Friday, April 4, 2008

Administrative Costs, Part II

Mike Antonucci of Elk Grove CA runs a one-man outfit called the Education Intelligence Agency. I don't know anything about his political views, but he posts some pretty interesting data which he says is extracted from government reports. Here's one that ranks the US states by the number of teachers versus district level administrators.

It places Ohio 49th out of 51 (the District of Columbia is included), with a ratio of only 19.7 teacher full-time-equivalents per administrator. Mr Antonucci says: "Pennsylvania and Ohio have almost the same number of teachers, but Ohio has four times as many district administrators."

I wonder what it is about Ohio's approach to running schools that makes our level of administrative overhead so much higher than Pennsylvania. I wouldn't think the urban/rural mix is all that different - PA has big post-industrial cities and lots of farmland too. I wouldn't think the ethnic mix is all that different either. Their schools are organized on the community level rather than county - just like ours. If anyone has any insights into this, please comment.

● Data excerpts
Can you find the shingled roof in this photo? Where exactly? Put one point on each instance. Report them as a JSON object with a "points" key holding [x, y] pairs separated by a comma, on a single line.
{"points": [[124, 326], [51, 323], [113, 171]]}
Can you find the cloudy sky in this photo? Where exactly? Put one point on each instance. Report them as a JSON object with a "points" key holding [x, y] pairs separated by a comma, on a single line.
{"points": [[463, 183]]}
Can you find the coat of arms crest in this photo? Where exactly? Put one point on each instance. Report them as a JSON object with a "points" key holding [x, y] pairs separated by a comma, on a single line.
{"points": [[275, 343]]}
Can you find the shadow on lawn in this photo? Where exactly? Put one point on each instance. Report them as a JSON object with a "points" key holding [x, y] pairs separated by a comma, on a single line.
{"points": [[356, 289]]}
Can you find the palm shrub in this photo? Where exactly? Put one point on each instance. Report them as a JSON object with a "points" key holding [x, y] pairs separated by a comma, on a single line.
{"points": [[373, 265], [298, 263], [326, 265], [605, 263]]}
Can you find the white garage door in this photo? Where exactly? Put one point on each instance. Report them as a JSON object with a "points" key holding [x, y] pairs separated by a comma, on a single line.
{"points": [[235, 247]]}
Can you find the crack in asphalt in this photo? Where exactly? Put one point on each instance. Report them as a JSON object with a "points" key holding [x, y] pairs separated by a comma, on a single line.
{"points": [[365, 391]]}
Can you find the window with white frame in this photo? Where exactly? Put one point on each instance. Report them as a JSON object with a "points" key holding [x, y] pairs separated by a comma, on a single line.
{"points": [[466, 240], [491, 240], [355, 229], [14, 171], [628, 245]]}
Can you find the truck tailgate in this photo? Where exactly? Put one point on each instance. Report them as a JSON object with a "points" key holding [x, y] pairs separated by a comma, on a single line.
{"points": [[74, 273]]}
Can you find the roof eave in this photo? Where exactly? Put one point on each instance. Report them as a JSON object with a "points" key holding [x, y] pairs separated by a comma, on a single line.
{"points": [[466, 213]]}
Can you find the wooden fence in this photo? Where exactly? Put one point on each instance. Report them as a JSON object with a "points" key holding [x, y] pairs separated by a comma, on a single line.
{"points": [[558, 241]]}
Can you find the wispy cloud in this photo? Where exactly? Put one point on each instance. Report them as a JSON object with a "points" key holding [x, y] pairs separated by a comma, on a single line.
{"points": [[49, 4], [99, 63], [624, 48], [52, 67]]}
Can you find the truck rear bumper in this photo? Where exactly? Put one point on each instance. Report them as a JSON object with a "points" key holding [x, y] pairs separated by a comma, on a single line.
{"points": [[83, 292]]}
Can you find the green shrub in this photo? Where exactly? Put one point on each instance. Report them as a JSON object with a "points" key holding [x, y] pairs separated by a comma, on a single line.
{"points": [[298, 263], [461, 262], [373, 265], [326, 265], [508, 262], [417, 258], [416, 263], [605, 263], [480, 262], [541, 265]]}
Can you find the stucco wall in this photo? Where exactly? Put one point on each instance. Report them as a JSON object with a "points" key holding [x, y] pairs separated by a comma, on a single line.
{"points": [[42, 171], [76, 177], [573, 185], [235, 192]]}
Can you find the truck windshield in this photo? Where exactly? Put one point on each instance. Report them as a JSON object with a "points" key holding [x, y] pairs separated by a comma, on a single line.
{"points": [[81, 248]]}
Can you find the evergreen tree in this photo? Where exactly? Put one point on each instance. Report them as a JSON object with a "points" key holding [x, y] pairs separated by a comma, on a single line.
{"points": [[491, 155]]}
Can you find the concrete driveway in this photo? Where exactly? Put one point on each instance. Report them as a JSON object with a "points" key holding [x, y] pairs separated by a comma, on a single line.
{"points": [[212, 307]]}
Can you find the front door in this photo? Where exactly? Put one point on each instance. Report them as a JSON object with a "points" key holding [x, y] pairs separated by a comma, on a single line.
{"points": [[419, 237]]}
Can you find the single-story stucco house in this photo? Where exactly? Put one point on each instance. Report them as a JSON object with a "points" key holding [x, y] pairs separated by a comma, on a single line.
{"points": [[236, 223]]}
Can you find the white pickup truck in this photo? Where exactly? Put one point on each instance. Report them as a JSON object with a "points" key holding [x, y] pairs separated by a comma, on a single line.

● Goal A
Can you print the blog post on school administrative costs from "I wonder what" up to and including "this, please comment."?
● Goal B
Would you pick up the blog post on Ohio's school administrative costs after its final sentence and carry it on?

● Written reply A
I wonder what it is about Ohio's approach to running schools that makes our level of administrative overhead so much higher than Pennsylvania. I wouldn't think the urban/rural mix is all that different - PA has big post-industrial cities and lots of farmland too. I wouldn't think the ethnic mix is all that different either. Their schools are organized on the community level rather than county - just like ours. If anyone has any insights into this, please comment.

● Written reply B
Michigan beats us soundly as well. While we have only 19.7 teachers per administrator, Michigan has 47.4 - meaning we have 2.5 times as many administrators per teacher.

Only South Dakota and New Mexico have teacher/administrator ratios lower than ours. These states have tiny and dispersed populations compared to the states of the Great Lakes region and the northeast, where you would think our large school districts would produce economies of scale.

I'll continue to look through his research and post links as I find information that might provide some clarity to our situation.


  1. Interesting Summary. From public records.

    Regular Classroom
    Hlth/Trainer (2)
    Computer (3)
    Industrial Tech(3)
    Fam & Cons Sci (5)
    French (6)
    German (6)
    Business (11)
    Health/Phys Ed (23)
    Art (39)
    6th Grade (45)
    English (45)
    1st Grade (47)
    5th Grade (51)
    4th Grade (53)
    2nd Grade (57)
    3rd Grade (58)

    Total Classroom Teachers = 454

    Intervention Autism Spec (1)
    Intervention Fam Prevent(1)
    Intervention Reading Recovery (4)
    Intervention Kdg (13)
    Intervention (16)
    Intervention Gifted Spc (17)
    Intervention Guid Counselor (33)
    Intervention Psychologist (19)
    Intervention ELL (30)
    Intervention Title Reading (36)
    Intervention Spec (82)

    Total Intervention Teachers = 252

    A few oberservations…

    *Total Reg Classroom Teachers: 454

    *Total "Intervention" Teachers: 252

    *1.8-to-1.0 Classroom to Intervention

    *82 Intervention Specialists (Most of any category)

    *17 "gifted" instructors vs 19 psychologists (Does not include 33 Guidance Counselors) - sign of the times??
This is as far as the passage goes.